─── INPUT RECORDS ───

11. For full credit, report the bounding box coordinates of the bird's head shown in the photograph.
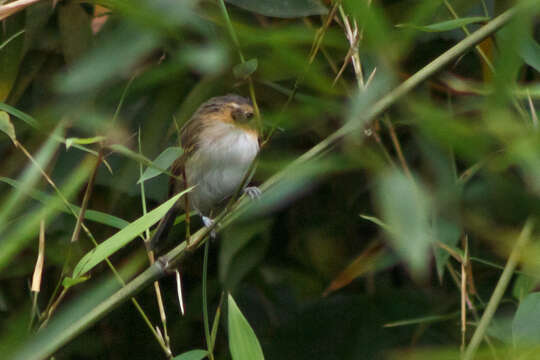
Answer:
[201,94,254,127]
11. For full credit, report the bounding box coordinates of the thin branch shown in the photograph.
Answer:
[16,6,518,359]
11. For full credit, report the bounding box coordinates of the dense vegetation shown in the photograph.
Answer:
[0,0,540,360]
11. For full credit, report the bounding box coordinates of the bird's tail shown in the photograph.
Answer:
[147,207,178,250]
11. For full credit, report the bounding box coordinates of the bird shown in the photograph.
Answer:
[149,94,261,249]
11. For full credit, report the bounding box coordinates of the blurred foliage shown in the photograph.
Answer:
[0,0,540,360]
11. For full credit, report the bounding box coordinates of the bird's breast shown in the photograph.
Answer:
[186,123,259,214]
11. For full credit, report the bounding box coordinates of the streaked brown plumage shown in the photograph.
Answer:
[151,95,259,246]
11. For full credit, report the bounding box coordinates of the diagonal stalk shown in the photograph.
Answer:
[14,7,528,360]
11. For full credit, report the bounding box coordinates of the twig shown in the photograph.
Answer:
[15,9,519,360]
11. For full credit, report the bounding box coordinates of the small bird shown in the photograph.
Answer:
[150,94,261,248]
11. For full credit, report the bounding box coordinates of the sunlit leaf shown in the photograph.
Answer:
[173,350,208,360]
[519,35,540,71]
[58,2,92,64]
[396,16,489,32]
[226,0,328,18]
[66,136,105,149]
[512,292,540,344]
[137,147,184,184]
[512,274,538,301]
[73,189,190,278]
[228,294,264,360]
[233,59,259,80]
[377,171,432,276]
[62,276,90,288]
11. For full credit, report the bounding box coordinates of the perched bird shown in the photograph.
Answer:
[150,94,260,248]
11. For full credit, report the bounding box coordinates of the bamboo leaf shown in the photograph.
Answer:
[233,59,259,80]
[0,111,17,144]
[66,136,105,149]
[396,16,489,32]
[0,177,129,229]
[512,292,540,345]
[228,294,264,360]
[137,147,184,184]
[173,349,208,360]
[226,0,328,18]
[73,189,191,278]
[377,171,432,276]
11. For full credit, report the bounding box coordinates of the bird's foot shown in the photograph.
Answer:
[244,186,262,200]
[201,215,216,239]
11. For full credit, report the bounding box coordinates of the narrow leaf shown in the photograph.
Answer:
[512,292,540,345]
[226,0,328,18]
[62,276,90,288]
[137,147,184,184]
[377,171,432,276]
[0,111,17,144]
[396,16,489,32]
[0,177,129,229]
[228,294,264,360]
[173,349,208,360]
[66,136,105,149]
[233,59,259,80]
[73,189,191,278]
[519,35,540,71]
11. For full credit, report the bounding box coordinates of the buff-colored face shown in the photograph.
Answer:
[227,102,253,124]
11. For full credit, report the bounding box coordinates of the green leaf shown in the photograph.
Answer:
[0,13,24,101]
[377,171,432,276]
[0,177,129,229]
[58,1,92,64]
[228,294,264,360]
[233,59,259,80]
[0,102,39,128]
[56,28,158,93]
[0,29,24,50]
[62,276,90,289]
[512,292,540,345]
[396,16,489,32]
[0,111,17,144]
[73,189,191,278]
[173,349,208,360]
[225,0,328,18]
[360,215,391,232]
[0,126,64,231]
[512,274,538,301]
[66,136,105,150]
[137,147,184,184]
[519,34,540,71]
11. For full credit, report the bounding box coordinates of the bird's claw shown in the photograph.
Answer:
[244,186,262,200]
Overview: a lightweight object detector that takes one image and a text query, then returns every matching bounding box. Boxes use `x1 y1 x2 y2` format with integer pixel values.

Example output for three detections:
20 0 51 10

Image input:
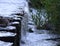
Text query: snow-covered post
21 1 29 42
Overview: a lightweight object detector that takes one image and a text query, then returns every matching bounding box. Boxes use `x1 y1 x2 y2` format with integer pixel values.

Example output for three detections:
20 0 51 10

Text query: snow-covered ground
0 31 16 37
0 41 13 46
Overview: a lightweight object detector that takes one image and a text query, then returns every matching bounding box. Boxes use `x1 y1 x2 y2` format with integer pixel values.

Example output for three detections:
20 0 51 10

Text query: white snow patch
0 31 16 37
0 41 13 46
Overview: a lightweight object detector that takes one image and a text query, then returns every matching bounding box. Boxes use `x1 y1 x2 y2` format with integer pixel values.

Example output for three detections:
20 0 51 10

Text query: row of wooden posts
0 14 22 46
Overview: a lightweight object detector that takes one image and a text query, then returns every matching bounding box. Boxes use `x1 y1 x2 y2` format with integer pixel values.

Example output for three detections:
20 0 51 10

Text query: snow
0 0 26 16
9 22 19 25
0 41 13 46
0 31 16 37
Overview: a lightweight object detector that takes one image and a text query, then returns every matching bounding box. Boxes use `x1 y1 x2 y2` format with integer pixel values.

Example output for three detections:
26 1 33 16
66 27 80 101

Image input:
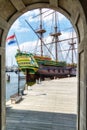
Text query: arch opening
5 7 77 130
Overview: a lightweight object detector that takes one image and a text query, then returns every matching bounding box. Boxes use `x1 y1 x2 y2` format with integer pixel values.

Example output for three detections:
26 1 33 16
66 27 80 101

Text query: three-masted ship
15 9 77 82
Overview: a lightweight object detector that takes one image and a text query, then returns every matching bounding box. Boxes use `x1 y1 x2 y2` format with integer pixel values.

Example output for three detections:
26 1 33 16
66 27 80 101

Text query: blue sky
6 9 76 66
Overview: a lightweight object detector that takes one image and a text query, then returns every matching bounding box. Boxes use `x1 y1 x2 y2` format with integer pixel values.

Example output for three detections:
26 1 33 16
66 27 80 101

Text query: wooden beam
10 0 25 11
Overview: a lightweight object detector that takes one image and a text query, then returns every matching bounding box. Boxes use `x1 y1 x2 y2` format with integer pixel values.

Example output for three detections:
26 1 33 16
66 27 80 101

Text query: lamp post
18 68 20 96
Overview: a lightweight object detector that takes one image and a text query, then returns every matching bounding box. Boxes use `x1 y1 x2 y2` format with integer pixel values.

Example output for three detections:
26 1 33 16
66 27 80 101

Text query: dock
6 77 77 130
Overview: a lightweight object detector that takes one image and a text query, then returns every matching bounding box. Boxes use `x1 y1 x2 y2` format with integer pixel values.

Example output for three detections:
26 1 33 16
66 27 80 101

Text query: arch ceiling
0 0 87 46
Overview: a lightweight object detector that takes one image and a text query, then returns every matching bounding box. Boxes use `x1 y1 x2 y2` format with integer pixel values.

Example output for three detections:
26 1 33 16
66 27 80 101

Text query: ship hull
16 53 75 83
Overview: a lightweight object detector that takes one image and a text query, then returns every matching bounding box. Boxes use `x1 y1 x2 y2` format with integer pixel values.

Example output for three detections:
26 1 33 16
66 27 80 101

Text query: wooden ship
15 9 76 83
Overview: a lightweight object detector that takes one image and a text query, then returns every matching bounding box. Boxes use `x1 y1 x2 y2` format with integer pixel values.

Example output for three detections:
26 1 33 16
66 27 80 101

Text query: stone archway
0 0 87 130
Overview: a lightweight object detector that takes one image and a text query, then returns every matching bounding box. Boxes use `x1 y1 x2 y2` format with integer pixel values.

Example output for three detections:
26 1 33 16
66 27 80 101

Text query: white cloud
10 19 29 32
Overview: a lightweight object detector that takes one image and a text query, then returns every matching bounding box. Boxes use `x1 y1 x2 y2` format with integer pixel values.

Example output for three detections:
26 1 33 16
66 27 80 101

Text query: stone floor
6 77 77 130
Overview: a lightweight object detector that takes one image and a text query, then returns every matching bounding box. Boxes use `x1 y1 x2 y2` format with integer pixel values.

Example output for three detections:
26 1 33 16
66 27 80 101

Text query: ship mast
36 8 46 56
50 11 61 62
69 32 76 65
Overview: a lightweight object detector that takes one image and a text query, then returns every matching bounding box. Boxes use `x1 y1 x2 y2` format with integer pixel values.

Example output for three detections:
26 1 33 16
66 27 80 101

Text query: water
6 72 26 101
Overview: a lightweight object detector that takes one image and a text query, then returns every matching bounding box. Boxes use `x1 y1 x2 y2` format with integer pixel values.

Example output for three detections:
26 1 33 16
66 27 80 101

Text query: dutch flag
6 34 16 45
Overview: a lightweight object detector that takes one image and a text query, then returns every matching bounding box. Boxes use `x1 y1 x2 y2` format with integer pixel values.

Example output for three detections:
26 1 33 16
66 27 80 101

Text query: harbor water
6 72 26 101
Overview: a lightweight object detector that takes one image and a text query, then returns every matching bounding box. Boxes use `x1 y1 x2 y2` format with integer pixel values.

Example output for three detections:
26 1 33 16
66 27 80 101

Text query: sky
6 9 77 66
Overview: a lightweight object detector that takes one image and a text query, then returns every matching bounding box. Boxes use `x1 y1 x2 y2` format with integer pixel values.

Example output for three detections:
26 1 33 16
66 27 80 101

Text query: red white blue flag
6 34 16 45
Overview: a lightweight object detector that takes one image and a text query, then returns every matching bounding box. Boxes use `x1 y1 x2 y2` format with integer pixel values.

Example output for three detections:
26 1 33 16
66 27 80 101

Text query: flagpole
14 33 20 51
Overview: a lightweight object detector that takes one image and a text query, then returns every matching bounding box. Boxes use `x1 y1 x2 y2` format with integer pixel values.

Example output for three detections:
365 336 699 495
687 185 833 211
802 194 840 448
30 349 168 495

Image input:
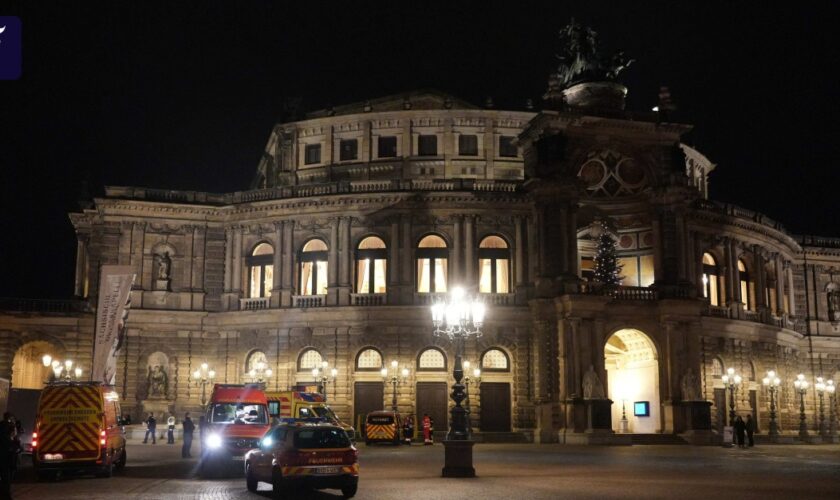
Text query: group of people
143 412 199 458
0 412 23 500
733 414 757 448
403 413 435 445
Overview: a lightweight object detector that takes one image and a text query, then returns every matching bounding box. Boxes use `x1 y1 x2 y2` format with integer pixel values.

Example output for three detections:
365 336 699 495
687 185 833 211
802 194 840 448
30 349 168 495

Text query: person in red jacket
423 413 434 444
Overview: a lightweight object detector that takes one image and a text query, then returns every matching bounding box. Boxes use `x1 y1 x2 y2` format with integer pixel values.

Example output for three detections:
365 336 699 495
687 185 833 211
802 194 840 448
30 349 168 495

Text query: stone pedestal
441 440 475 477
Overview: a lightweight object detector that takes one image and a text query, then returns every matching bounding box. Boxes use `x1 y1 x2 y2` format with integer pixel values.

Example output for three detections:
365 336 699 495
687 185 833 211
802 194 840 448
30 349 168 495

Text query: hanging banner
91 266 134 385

───

Format the lines of the data as a JSON list of strings, one string per line and no blank lines. Begin at the line that contains "vegetation shown in the photograph." and stop after the line that contains "[149,94,261,249]".

## WORKED ANSWER
[
  "11. For full credit, report the bounding box coordinates of the dense vegetation shown in the photograph.",
  "Answer:",
  "[0,0,540,360]",
  "11. For full credit, report the bounding box coordinates of the bird's tail shown in the photograph.",
  "Answer:",
  "[147,207,178,250]",
  "11. For full credit, report the bounding box coordinates of the bird shown in the photograph.",
  "Answer:",
  "[149,94,261,249]"
]